→ **Problema planteado a**: Según el texto sobre Sergio Moro y Lula, ¿de qué lugares divulgó Moro fotos? Nómbralos todos.

#### Documento ####

Porque de no ser por esa razón, no existe
explicación alguna para sus actos. A ver: aseguró, por meses, que Lula da Silva
no era objeto de investigación de la Operación Lavado Rápido, que se desarrolla
bajo su responsabilidad directa. Era mentira. Luego, de la noche a la mañana
ordenó a la Policía Federal que Lula fuese convocado para prestar declaraciones
bajo “conducción coercitiva”. Esa medida, que equivale a una detención
temporaria, solo se aplica –al menos, así dice la ley– cuando el convocado
trata de escabullirse o se niega a comparecer. Lula jamás se había negado a
declarar, en las tres ocasiones anteriores que lo convocaron.
Por sus órdenes directas, el teléfono de
Lula siguió pinchado luego de que él hubiese comparecido para declarar y su
casa y otras instalaciones frecuentadas por él fuesen allanadas. Para culminar,
cuando Lula fue nombrado ministro y el caso salió de sus ávidas manos, Sergio
Moro difundió a la prensa el contenido de todas –todas– las grabaciones
realizadas por la Policía Federal desde el día 19 de febrero.
¿Con qué base jurídica? Ninguna. La ley
que permite que se espíe comunicaciones determina, clarito, que solamente las
conversaciones con “valor jurídico”, o sea que contribuyan para la elucidación
de conductas eventualmente delictivas, pueden ser divulgadas. Moro divulgó
todo. Y más: divulgó las fotos del interior de la casa de Lula, de su
instituto, de la finca donde suele pasar fines de semana. ¿Para qué? Para
exponerlo a la saña de los adversarios.
Hay más: la divulgación de una llamada de
la presidenta a Lula. Atención para el detalle: el teléfono pinchado era el de
Lula, pero quien llamó fue Dilma Rousseff. Lo que se violó ha sido la
privacidad de la mandataria. Y más: esa llamada ocurrió dos horas y 22 minutos
después de Moro haber ordenado la suspensión de las grabaciones. La Policía
Federal argumenta que la falla ha sido de la operadora Claro, que no desinstaló
el espionaje. Aunque sea verdad, ¿cómo Sergio Moro difundió una conversación
claramente obtenida después de sus órdenes para suspender las grabaciones? La
grabación fue pasada rapidito a la Globo, uno de los epicentros de lo que está
en marcha en Brasil, y que se llama golpe.

#### Datos proporcionados ####

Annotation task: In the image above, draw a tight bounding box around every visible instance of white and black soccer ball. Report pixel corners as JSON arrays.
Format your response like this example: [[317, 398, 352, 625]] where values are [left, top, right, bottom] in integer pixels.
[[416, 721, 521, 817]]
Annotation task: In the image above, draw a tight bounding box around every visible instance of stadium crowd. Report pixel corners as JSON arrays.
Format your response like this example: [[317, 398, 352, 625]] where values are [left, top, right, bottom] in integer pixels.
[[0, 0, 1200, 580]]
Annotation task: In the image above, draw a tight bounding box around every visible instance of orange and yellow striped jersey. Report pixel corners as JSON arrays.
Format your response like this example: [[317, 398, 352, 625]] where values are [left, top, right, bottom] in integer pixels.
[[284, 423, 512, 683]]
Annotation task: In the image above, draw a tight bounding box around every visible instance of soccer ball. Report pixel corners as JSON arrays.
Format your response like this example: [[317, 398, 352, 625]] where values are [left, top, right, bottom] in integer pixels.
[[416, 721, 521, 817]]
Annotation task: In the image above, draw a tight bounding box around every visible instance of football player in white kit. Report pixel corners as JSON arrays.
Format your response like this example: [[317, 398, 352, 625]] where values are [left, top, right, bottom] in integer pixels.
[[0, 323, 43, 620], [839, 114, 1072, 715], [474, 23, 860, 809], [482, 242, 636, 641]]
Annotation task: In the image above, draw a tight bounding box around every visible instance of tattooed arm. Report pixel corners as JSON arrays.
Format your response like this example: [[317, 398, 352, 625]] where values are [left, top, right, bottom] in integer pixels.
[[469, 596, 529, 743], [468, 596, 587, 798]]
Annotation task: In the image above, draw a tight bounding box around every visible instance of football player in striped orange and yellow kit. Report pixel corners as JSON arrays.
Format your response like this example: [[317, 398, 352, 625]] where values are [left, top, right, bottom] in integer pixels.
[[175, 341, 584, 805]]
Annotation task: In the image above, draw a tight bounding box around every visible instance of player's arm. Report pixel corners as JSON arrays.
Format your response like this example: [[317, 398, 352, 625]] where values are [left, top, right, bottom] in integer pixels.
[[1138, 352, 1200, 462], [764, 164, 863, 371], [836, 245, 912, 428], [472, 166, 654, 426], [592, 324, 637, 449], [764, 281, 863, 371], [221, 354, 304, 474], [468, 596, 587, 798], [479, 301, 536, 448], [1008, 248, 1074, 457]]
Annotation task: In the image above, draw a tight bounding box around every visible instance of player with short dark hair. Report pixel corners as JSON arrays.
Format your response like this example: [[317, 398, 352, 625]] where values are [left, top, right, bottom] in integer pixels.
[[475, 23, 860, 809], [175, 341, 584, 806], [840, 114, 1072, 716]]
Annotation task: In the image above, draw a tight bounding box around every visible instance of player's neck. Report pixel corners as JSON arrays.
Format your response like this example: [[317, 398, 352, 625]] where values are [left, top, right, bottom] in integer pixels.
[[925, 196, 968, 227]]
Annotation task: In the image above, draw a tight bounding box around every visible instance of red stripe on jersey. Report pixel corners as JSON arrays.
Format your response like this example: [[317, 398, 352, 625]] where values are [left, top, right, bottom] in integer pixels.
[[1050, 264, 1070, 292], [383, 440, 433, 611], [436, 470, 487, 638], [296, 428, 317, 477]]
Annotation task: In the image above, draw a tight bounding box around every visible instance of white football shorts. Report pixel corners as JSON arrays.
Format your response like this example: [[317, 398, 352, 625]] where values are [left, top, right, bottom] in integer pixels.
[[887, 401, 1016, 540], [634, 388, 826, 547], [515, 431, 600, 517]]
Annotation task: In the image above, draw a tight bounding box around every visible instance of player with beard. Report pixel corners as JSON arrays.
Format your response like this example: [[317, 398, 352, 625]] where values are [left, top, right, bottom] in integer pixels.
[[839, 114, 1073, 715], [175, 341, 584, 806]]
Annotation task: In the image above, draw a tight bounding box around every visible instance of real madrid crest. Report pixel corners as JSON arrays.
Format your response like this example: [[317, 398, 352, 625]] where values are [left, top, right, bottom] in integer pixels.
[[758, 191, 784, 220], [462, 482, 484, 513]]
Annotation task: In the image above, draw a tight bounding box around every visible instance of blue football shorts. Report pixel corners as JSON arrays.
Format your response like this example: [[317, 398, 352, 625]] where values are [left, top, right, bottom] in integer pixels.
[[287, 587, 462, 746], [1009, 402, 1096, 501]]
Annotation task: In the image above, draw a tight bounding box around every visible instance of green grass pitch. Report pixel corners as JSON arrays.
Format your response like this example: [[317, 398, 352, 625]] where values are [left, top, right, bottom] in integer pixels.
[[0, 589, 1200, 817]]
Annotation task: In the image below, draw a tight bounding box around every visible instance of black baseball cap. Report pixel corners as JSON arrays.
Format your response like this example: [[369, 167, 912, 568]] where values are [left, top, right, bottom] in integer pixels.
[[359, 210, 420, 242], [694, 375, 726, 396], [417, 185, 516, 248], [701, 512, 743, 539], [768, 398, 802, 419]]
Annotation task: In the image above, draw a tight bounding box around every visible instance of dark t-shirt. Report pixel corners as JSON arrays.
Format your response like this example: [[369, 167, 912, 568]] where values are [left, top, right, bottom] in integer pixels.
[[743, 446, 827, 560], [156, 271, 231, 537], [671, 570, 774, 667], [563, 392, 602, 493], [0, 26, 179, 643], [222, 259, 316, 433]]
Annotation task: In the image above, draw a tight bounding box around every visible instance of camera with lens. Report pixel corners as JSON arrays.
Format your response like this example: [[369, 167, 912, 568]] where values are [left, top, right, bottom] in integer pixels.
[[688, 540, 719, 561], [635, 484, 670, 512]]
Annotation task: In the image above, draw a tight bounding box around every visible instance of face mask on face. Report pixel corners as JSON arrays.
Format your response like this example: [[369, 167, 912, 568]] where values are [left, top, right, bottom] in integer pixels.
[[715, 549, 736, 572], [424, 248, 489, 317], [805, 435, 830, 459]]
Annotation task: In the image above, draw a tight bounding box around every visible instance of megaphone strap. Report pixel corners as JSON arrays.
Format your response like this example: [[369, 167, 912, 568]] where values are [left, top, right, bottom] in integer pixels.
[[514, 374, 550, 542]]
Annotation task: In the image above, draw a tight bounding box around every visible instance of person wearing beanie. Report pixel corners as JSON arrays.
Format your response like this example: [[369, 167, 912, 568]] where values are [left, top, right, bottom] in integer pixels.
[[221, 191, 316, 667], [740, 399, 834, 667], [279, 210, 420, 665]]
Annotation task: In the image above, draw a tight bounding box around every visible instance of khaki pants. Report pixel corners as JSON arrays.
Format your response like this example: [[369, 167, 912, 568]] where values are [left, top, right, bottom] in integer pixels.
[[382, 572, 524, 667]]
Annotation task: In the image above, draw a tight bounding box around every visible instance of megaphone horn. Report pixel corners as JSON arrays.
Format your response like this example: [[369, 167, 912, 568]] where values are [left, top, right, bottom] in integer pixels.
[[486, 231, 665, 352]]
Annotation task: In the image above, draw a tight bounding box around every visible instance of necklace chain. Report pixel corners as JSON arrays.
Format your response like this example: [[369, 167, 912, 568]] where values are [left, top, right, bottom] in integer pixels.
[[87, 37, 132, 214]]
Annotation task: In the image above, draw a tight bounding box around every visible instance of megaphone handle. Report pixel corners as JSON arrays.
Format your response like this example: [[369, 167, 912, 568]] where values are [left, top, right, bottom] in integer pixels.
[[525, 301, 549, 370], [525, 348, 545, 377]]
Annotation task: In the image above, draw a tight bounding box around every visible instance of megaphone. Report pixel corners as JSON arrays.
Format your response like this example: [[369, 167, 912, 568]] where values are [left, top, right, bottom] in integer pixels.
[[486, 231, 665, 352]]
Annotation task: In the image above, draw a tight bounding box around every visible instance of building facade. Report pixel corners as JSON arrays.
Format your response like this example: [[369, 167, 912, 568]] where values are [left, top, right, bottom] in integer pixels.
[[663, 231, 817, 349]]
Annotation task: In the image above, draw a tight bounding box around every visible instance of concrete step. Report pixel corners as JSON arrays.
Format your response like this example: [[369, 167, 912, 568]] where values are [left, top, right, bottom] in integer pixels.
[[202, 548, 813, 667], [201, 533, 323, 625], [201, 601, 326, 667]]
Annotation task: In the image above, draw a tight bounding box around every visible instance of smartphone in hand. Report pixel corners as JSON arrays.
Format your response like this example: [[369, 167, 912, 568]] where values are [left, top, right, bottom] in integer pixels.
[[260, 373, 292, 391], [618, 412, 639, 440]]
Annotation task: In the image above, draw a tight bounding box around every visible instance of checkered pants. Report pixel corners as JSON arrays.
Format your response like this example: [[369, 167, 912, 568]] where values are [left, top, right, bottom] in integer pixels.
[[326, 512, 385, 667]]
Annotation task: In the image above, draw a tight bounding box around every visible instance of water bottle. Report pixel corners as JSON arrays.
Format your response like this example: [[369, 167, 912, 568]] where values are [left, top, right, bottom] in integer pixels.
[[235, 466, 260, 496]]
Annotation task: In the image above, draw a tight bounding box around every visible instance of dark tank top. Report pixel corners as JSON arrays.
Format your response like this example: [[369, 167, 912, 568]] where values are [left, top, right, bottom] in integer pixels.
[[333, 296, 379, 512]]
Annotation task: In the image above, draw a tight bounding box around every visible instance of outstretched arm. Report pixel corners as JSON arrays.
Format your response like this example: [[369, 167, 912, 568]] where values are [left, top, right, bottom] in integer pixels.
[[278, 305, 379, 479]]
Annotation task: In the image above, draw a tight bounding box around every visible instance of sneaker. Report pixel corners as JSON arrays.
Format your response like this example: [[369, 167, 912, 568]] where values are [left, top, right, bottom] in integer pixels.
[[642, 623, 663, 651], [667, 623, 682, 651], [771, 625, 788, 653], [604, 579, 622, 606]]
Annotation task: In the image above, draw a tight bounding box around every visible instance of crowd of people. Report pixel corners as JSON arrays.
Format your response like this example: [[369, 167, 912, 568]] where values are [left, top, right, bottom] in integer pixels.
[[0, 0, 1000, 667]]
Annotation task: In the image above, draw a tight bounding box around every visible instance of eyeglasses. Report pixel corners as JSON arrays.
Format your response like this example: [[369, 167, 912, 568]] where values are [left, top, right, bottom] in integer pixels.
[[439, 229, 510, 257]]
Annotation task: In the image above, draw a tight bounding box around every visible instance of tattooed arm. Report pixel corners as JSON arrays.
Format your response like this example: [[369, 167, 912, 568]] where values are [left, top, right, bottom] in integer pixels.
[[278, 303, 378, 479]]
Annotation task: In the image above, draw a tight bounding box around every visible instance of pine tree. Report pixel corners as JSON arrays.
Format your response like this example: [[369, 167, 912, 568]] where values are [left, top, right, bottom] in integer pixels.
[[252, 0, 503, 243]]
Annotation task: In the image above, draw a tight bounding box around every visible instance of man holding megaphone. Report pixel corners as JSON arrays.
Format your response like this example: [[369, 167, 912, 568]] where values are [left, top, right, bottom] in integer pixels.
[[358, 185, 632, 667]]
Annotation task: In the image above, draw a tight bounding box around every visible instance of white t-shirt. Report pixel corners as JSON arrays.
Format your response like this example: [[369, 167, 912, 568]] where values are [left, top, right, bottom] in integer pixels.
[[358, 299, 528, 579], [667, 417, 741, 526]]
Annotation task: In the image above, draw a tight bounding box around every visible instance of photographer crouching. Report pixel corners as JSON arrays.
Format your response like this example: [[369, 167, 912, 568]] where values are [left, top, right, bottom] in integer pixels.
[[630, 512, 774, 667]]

####

→ **Problema planteado b**: Vuelve a escribir todo desde el inicio de los registros hasta la línea que contiene "[[0, 0, 1200, 580]]", ambos extremos incluidos, desplazando en 50 cada coordenada de las respuestas.

→ **Respuesta a**: El interior de la casa de Lula, su instituto y la finca donde suele pasar los fines de semana.

→ **Respuesta b**:
Annotation task: In the image above, draw a tight bounding box around every visible instance of white and black soccer ball. Report pixel corners as JSON arrays.
Format your response like this example: [[317, 398, 352, 625]] where values are [left, top, right, bottom] in integer pixels.
[[466, 771, 571, 867]]
Annotation task: In the image above, draw a tight bounding box around every visible instance of stadium crowd. Report pixel corners as JSON arrays.
Format your response like this example: [[317, 398, 352, 625]] where values are [left, top, right, bottom] in integer pixels.
[[50, 50, 1250, 630]]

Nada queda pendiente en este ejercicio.